What the task asks
Report, word for word, every line of the material that contains "above".

Entries provided
┌──

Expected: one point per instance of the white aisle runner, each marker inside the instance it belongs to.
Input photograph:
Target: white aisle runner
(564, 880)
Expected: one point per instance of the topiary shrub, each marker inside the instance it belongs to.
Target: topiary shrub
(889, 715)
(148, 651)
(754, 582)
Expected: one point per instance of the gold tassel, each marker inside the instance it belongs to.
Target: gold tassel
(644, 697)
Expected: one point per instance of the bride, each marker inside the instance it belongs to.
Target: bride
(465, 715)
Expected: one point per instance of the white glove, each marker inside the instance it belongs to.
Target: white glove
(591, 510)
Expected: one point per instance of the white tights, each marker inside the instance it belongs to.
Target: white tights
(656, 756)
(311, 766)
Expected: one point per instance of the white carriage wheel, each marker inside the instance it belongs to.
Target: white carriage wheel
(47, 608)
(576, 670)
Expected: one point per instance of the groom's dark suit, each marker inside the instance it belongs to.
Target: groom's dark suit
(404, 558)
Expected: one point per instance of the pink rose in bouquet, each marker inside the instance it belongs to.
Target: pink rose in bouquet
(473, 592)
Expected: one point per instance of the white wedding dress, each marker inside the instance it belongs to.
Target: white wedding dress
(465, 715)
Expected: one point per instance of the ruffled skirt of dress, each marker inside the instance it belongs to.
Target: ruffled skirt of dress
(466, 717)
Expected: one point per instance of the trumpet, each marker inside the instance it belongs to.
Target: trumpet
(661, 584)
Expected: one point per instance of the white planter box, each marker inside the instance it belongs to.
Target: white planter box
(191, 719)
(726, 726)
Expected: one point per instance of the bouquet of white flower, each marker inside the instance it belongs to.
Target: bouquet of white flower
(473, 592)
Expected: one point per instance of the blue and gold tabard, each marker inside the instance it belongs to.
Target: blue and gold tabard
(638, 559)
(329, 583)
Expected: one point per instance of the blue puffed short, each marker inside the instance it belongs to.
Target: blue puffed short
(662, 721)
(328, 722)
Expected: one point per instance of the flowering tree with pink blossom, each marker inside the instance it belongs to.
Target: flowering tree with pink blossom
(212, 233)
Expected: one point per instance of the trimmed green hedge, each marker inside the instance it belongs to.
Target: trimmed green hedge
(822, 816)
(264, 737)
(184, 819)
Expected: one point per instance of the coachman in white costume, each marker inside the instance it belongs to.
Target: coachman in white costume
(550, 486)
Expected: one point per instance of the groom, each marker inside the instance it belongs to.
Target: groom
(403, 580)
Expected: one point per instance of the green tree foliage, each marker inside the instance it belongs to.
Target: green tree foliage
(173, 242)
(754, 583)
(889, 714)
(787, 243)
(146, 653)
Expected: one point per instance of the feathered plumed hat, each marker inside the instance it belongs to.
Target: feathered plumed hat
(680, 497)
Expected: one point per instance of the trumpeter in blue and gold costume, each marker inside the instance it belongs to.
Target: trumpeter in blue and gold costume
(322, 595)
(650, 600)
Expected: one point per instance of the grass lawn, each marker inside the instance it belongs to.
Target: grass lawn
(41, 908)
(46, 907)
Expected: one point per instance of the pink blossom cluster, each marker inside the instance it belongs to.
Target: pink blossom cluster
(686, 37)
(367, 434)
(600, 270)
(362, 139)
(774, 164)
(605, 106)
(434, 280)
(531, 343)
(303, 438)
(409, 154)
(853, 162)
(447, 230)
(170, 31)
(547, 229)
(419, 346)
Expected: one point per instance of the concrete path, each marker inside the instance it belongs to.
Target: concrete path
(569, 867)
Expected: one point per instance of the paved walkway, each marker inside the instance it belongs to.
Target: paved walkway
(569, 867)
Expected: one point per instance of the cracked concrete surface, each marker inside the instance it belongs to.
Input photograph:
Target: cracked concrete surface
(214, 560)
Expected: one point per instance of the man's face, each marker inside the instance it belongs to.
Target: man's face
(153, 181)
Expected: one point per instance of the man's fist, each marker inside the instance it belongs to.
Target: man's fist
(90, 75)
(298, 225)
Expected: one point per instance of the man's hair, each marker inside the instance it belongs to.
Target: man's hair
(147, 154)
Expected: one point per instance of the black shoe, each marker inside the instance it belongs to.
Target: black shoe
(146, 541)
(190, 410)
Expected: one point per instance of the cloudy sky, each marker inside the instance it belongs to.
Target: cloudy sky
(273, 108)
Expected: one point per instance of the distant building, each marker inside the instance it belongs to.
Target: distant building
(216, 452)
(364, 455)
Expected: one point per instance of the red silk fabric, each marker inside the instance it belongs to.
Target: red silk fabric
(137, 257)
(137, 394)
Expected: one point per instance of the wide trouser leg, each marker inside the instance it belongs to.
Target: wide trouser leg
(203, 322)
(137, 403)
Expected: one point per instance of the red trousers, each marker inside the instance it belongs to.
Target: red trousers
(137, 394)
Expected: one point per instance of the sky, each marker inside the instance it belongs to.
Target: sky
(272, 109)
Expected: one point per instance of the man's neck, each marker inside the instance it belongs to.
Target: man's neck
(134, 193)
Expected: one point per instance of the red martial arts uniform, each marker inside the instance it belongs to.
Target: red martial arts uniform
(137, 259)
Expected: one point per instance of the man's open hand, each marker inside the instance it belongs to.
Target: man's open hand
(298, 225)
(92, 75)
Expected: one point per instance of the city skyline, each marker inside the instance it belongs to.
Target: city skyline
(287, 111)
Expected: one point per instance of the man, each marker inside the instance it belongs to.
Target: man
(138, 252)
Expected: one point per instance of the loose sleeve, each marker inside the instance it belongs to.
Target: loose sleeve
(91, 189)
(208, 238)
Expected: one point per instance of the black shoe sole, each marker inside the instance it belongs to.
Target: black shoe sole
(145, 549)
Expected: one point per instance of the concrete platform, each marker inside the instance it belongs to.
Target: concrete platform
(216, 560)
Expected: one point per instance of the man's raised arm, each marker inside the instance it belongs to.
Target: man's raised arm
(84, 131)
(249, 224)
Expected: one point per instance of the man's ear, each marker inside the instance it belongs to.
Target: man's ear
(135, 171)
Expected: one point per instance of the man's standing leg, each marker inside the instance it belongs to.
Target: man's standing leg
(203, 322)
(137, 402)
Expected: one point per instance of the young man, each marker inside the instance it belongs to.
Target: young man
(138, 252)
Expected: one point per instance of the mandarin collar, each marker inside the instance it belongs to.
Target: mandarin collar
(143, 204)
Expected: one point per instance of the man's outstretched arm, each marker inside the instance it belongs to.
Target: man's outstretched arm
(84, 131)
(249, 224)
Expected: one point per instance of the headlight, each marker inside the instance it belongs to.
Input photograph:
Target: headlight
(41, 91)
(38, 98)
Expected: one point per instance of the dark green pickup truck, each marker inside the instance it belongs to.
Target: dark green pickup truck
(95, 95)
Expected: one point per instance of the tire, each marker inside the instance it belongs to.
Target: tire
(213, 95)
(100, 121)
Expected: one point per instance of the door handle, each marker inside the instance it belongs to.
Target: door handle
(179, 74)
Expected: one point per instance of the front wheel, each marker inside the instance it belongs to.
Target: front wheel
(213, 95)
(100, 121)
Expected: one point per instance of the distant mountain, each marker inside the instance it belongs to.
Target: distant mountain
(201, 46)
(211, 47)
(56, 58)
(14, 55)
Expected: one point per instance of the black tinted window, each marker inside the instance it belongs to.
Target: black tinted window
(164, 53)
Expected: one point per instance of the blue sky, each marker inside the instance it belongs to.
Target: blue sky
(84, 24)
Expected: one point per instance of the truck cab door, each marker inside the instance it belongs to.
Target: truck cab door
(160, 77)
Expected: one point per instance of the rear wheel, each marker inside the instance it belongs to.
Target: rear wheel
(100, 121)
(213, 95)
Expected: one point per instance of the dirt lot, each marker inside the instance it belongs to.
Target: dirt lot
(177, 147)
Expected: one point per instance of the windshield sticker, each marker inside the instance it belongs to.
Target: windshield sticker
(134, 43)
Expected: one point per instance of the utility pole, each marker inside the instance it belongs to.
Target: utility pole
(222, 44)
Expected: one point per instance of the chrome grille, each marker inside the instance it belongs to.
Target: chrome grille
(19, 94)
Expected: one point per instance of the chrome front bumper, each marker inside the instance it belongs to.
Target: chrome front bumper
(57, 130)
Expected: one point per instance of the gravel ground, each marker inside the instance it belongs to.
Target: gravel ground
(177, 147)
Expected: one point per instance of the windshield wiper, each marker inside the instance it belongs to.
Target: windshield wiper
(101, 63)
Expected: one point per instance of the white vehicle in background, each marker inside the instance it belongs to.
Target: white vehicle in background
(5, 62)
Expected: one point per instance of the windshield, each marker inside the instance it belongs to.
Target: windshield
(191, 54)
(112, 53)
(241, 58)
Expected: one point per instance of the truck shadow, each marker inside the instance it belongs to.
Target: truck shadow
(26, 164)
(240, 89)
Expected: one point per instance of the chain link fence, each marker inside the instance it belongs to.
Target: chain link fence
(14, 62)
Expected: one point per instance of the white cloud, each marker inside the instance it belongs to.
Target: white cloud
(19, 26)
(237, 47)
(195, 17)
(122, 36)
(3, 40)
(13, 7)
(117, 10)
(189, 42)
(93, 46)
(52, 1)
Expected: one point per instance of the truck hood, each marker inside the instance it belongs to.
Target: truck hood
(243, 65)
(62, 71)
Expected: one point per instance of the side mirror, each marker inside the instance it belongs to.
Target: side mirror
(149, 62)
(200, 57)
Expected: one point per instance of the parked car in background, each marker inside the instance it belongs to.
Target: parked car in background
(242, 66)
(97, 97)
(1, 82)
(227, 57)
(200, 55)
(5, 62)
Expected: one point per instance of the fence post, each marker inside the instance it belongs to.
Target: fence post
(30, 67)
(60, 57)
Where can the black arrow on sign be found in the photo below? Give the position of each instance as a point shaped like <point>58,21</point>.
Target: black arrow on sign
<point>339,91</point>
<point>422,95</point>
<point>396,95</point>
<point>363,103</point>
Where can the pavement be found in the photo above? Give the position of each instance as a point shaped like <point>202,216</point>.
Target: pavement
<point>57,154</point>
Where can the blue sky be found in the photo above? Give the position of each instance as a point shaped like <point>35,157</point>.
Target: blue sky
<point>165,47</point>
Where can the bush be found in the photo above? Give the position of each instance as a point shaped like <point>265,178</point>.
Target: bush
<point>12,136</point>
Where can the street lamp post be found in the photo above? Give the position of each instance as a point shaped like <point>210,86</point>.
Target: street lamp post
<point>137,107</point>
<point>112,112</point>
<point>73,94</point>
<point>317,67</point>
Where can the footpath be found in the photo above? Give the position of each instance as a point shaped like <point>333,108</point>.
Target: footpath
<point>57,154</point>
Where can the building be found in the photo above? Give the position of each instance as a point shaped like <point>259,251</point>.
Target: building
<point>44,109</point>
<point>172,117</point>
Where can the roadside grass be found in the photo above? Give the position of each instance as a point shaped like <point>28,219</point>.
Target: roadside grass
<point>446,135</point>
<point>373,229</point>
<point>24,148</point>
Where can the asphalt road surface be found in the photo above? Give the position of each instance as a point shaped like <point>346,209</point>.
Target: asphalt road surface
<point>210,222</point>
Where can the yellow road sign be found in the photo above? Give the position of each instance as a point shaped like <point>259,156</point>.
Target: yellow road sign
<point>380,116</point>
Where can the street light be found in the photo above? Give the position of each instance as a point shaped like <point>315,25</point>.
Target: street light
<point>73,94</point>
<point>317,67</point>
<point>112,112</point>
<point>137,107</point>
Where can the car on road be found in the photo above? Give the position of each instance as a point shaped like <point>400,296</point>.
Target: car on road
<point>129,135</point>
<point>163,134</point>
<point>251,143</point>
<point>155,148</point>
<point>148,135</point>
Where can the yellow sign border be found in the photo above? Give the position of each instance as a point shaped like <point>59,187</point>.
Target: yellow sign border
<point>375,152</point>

└──

Reply
Where can the pavement be found in the photo above? Give the position of each instance as a point shaped like <point>202,216</point>.
Where can the blue sky be found in the photo above? Give the position of each instance as a point shaped like <point>35,157</point>.
Where can the bush be found in the photo above? Give the position of each instance as a point shaped like <point>265,178</point>.
Where can the street lamp post be found in the photo above? Give the position of each instance as a point shaped like <point>210,86</point>.
Where can the footpath be found in the photo above? Give the position of each instance as a point shaped like <point>333,108</point>.
Where can the building be found in the photo above? Give the position of each instance as a point shaped like <point>259,251</point>.
Where can the roadside grass be found in the photo above? Give the position of each instance as a point shaped like <point>28,219</point>.
Where can the asphalt road surface be found in the photo above? Give the position of each instance as a point shaped like <point>346,209</point>.
Where can the yellow road sign be found in the photo above? Give the position of each instance as a point shaped like <point>259,156</point>.
Where can the street light be found in the photo above? Give the position of each instance as a point shaped like <point>315,25</point>.
Where can the car on road be found in the photo above? Give the position of each instance as a point shaped like <point>400,296</point>.
Where can the yellow sign border be found in the photo above? Give the position of each instance as a point shaped like <point>59,187</point>.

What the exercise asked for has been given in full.